--- Start ---

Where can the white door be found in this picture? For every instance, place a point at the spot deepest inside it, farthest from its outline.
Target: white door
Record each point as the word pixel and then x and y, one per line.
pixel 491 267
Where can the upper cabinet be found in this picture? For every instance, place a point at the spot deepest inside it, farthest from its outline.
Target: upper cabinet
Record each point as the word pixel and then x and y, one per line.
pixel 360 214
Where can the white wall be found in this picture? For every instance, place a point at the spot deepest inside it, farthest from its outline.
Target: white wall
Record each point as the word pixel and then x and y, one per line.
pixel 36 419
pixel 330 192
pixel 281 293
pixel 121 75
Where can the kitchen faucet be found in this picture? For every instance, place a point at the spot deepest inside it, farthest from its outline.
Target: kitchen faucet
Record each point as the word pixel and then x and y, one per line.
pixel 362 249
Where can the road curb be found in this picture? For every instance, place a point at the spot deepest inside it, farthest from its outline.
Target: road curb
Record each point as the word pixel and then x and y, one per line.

--- End ---

• **Aim**
Print all the data exactly.

• **Answer to this problem**
Where can the white door be found in this picture? For every instance, place a point at the spot deepest inside it, farthest from its outline.
Target: white door
Record each point as the word pixel and then x and y, one per line.
pixel 491 267
Where can the upper cabinet be found in this picture? For every instance, place a point at the spot deepest inside it, farthest from its outline.
Target: upper cabinet
Record each point as the word pixel and then x and y, one per line.
pixel 360 214
Where can the white wall be found in this picture? For every instance, place a point at the spot deepest inside it, farthest from its outline.
Target: white wall
Record each point as the word pixel and then x and y, one per line.
pixel 36 419
pixel 330 192
pixel 281 293
pixel 121 75
Where can the kitchen faucet be found in this picture? For every instance, place a point at the spot deepest inside it, farthest from its outline.
Target: kitchen faucet
Record each point as the word pixel and then x and y, one per line.
pixel 362 249
Where can the road curb be found in this picture? For every instance, place a point at the spot deepest inside it, farthest from its outline.
Target: road curb
Record each point as the word pixel and then x and y, one per line.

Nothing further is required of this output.